_Requirement 1_.
Rewrite the listing from its start up to and including the line with "point(152, 28)", adding 95 to both coordinates of every reported answer point and leaving all other lines unchanged, including the sample points.

Population (2018-01-01)
- • Total: 3,188
- • Density: 252.0/km^{2} (652.7/sq mi)
- Time zone: UTC+1 (CET)
- • Summer (DST): UTC+2 (CEST)
- Postal code: 7350
- Website: http://www.oberpullendorf.at/home/

= Oberpullendorf =

Oberpullendorf (/de/; Gornja Pulja or Zgornja Pulja; Felsőpulya) is a town in Burgenland, Austria. It is the administrative center of the district of Oberpullendorf.

== Geography ==
Oberpullendorf is a municipality in the middle of the Burgenland. It consists of two united communities: Mitterpullendorf and Oberpullendorf, and is also the capital of the same called administrative district of Oberpullendorf.

It is surrounded by the communities of Stoob to the north, Großwarasdorf to the east, Frankenau-Unterpullendorf to the south, and Steinberg-Dörfl to the west.

The Stooberbach crosses the municipality from north-west to the south-east.

== History ==
The district of Oberpullendorf has been populated since the Neolithic age. During the early Iron Age the district was a flourishing iron industrial area.

Josef Polatschek, a gardener and regional researcher, mapped several ancient iron extraction sites in the district.

Oberpullendorf was firstly documented in 1225 as a Hungarian frontier guard settlement.

Traditionally Oberpullendorf was the seat of several noble families, among them the Counts Cseszneky de Milvány and the Barons Rohonczy de Felsőpulya.

_Requirement 2_.
Carry on the article about Oberpullendorf from its final sentence.

_Data_.
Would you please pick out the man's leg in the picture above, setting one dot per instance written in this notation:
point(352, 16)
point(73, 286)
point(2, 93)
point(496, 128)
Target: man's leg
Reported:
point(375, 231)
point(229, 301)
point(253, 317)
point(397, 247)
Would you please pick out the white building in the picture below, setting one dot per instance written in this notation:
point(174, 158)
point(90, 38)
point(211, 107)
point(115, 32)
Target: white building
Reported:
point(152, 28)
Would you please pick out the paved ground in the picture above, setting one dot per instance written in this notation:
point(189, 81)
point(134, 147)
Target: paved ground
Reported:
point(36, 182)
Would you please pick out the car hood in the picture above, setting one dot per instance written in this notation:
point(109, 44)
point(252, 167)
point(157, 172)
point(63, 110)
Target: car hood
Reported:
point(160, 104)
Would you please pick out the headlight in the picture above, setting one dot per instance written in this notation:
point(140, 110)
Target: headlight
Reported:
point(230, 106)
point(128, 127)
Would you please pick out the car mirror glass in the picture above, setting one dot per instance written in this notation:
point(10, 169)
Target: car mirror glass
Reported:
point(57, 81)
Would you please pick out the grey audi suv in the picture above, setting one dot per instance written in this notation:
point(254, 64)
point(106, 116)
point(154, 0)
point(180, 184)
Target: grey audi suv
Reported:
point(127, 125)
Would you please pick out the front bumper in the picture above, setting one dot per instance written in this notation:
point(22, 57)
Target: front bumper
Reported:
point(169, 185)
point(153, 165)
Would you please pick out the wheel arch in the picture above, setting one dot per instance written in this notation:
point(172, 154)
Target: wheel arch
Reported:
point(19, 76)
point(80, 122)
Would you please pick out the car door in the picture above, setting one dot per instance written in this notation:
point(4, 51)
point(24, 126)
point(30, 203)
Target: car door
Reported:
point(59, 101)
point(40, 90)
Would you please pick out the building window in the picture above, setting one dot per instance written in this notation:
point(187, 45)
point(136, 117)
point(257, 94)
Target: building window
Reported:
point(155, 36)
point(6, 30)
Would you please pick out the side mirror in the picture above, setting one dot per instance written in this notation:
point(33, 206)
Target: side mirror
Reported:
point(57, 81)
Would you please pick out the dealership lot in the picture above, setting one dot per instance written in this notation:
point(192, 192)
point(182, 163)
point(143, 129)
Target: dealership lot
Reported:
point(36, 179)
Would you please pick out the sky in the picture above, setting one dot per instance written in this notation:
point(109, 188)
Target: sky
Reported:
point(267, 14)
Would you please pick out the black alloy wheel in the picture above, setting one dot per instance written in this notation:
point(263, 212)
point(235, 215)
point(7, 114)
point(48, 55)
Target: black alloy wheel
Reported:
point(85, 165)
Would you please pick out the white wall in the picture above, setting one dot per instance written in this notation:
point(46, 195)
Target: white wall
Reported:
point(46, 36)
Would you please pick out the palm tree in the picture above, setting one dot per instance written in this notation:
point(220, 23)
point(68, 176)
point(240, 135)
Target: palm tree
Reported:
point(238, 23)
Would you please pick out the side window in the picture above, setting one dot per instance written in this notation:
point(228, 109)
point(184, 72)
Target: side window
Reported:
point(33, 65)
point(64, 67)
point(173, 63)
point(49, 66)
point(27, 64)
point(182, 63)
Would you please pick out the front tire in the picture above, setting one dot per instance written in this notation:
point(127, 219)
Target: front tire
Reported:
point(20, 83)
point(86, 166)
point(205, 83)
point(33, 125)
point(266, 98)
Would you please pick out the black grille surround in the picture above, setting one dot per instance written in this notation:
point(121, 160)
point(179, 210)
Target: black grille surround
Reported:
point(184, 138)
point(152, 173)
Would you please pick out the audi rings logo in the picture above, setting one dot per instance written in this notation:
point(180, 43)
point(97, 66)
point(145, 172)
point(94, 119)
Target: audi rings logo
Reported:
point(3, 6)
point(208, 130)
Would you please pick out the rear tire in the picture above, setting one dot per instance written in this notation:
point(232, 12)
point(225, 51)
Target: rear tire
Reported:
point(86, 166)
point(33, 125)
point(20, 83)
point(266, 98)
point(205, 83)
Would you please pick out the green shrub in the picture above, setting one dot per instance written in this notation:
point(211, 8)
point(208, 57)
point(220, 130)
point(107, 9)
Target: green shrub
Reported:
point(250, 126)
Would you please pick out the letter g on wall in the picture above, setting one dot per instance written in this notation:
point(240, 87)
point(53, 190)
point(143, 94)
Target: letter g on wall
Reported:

_Exercise answer 1_.
Would you please pick out the man's leg in the picture above, setting one dot per instance written in this notation:
point(352, 16)
point(73, 286)
point(2, 93)
point(496, 128)
Target: man's leg
Reported:
point(470, 326)
point(324, 396)
point(348, 412)
point(492, 342)
Would you please pick out the white building in the picture below, setting one dot per instance written in this notation:
point(174, 158)
point(90, 38)
point(211, 107)
point(115, 32)
Target: white building
Reported:
point(247, 123)

_Exercise answer 2_.
In 1853 Oberpullendorf became the location of a Hungarian revenue authority.

After the demise of the Austrian-Hungarian monarchy in 1918, the German-speaking inhabitants of Deutsch-Westungarn ("German Western Hungary", later Burgenland) - Oberpullendorf being part of it - intended to join the "new" state of Austria. Back then, Oberpullendorf was part of Sopron County, Hungary.
The decision about Deutsch-Westungarn was fixed in the peace treaties of Saint Germain and Trianon. Despite diplomatic efforts by Hungary, the victorious parties of World War I set the date of Burgenland's official unification with Austria as August 28, 1921.
(Also see: Burgenland)

In 1958 the two communities of Ober- and Mitterpullendorf were consolidated and since 1975 Oberpullendorf is a municipality.

== Coat of arms ==
On a red shield a golden city wall with an open portcullis can be seen. Above that, a golden lion facing to the right is holding a golden sword and in the background a golden ploughshare is situated, which is accompanied by two golden ears of corn.

== Politics ==
Johann Heisz, a member of the Austrian People's Party (ÖVP), is the mayor of the town.

The parish council consists of 23 mandates - of which the ÖVP (Austrian People's Party) is holding 13 mandates and the SPÖ (Social Democratic Party) has 10 mandates. (2022)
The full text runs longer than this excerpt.